» **STATED TASK**: Reproduce the lines of the data from the one containing "Where can the cave mouth" through the end, swapping "cave wall" for "rock wall" and leaving everything else as it is.

» **SUPPLIED DATA**:

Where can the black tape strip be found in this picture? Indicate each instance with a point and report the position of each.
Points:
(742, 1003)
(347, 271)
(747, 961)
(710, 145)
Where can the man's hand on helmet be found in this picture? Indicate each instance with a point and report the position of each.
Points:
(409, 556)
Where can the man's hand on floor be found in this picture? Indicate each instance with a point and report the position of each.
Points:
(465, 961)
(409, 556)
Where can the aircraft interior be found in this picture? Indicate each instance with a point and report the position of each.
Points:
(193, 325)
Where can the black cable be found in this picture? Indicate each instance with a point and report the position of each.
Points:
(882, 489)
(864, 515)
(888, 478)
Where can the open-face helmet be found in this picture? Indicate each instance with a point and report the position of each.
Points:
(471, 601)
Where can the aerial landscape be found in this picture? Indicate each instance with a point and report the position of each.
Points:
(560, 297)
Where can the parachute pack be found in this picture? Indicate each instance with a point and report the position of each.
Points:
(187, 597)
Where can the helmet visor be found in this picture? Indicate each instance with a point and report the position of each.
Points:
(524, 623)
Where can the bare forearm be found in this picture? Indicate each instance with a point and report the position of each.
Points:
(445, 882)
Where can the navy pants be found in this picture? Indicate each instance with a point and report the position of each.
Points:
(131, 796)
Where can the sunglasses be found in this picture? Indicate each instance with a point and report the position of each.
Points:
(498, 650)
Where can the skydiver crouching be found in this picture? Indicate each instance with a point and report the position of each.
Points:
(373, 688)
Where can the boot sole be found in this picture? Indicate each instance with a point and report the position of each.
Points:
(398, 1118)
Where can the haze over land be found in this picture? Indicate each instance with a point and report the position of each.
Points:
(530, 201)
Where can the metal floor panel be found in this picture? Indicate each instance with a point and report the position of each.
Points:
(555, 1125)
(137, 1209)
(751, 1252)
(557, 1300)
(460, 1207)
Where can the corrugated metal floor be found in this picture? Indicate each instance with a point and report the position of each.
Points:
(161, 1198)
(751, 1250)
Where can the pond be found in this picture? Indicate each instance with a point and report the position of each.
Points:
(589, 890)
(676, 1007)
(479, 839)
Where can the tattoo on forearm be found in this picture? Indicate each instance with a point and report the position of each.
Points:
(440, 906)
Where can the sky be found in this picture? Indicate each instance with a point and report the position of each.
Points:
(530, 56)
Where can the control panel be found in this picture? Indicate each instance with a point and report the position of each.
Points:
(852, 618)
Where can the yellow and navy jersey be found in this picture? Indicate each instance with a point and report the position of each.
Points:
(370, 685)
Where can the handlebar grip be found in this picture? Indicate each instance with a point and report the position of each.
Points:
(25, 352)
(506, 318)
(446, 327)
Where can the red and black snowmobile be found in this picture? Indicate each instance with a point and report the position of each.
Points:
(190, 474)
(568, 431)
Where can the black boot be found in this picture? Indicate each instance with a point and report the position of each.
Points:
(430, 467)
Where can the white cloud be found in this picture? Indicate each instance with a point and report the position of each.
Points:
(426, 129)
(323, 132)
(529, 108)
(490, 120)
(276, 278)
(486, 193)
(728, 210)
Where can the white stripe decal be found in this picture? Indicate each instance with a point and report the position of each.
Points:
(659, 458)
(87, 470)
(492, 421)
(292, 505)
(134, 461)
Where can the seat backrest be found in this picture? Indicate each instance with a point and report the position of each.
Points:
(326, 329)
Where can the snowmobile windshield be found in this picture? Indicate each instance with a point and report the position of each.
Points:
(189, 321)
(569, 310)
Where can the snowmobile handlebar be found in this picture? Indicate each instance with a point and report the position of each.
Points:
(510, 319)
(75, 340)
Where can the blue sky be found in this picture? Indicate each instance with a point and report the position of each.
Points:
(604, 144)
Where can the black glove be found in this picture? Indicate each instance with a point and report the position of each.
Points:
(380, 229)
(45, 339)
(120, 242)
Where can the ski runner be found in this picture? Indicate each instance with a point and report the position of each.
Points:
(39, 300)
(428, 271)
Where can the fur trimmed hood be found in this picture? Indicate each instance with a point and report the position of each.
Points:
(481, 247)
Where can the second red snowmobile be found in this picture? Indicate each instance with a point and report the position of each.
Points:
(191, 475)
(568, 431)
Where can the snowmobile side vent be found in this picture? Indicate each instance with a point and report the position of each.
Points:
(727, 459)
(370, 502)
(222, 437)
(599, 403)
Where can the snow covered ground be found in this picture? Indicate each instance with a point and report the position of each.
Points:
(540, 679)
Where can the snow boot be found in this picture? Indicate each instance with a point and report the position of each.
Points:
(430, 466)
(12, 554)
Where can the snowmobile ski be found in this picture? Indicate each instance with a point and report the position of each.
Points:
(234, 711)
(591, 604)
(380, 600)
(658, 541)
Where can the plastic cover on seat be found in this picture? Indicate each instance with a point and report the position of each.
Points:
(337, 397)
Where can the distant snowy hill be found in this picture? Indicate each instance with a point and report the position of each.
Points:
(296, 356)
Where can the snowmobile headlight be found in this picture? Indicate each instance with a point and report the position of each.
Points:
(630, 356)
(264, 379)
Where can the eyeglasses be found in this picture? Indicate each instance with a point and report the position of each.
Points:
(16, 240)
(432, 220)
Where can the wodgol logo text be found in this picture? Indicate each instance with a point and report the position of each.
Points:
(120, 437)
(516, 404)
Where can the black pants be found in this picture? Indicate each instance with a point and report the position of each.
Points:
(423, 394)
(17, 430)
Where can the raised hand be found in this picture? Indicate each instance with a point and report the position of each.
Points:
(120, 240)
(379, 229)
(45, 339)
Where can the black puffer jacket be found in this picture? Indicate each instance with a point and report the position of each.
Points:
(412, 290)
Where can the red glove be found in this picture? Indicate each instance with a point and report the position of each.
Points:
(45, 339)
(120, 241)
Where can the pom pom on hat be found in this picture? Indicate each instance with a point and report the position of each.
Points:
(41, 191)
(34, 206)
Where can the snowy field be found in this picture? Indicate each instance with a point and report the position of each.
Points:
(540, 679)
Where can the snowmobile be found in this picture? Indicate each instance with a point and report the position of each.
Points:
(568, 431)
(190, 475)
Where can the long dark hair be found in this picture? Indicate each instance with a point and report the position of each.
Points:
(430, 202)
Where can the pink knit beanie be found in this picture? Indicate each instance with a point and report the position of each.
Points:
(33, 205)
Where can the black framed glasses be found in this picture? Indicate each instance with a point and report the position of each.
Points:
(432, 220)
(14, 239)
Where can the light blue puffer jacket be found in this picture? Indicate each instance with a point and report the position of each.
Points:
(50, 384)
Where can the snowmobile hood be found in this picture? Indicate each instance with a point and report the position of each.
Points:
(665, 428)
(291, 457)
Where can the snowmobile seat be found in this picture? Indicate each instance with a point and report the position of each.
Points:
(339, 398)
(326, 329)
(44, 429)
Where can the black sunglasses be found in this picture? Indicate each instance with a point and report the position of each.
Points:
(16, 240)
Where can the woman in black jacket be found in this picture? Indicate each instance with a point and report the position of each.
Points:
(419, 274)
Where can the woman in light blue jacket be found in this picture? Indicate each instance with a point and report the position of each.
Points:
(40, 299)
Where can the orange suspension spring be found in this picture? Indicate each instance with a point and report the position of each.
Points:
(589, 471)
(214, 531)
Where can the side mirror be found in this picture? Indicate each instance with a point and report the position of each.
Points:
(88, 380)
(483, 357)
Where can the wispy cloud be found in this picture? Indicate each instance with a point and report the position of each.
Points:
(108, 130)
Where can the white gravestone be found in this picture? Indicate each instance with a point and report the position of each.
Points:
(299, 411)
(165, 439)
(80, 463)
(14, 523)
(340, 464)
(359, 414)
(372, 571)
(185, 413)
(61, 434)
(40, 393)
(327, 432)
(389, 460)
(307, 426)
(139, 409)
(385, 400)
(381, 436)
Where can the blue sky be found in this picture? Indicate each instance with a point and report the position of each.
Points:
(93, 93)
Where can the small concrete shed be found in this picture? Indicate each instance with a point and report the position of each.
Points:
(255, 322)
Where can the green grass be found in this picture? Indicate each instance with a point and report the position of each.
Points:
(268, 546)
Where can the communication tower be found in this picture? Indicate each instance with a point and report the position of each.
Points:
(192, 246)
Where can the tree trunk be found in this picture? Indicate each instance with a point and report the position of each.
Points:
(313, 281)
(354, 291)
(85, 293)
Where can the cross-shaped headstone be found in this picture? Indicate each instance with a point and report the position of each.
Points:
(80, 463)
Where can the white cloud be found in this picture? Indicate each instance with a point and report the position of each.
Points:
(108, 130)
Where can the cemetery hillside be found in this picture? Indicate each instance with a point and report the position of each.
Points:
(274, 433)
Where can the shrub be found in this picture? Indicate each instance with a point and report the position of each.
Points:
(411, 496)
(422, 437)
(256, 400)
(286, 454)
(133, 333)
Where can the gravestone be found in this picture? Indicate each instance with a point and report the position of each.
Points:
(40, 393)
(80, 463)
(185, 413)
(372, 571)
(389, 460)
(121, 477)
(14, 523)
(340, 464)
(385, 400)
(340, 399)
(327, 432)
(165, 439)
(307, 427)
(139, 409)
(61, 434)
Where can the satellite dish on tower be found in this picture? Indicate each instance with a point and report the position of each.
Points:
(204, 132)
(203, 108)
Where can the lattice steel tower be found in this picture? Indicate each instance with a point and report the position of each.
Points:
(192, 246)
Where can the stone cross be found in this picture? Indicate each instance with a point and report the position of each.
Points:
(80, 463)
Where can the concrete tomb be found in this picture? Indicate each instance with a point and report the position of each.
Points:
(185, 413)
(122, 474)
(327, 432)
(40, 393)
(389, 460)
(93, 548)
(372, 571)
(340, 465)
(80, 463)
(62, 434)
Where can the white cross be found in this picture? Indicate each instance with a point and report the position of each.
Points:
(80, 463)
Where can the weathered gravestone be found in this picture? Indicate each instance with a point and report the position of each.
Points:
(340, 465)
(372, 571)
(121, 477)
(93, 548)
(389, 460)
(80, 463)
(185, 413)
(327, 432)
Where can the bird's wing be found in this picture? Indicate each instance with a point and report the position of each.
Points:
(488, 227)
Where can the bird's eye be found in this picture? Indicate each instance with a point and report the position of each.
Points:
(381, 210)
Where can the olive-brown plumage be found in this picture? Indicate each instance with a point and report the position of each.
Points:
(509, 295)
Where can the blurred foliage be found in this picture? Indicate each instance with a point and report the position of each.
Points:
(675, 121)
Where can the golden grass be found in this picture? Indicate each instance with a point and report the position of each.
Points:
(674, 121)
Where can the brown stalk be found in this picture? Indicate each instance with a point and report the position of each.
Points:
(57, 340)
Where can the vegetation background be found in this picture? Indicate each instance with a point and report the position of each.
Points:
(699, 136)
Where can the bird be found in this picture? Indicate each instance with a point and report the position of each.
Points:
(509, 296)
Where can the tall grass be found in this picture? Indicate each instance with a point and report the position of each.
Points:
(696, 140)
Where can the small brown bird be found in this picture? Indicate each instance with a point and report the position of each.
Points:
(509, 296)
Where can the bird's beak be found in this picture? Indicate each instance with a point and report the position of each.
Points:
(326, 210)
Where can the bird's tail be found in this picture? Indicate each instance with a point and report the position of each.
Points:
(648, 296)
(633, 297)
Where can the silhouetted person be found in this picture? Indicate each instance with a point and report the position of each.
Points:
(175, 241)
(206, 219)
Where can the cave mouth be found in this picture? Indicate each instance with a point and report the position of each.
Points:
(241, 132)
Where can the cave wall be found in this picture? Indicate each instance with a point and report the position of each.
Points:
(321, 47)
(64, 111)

» **ANSWER TO THE TASK**:
Where can the cave mouth be found in this picture? Indicate each instance with a point and report the position of each.
Points:
(241, 132)
Where can the rock wall be found in this picture? Indicate each instance with a point and report the position of each.
Points:
(321, 47)
(64, 111)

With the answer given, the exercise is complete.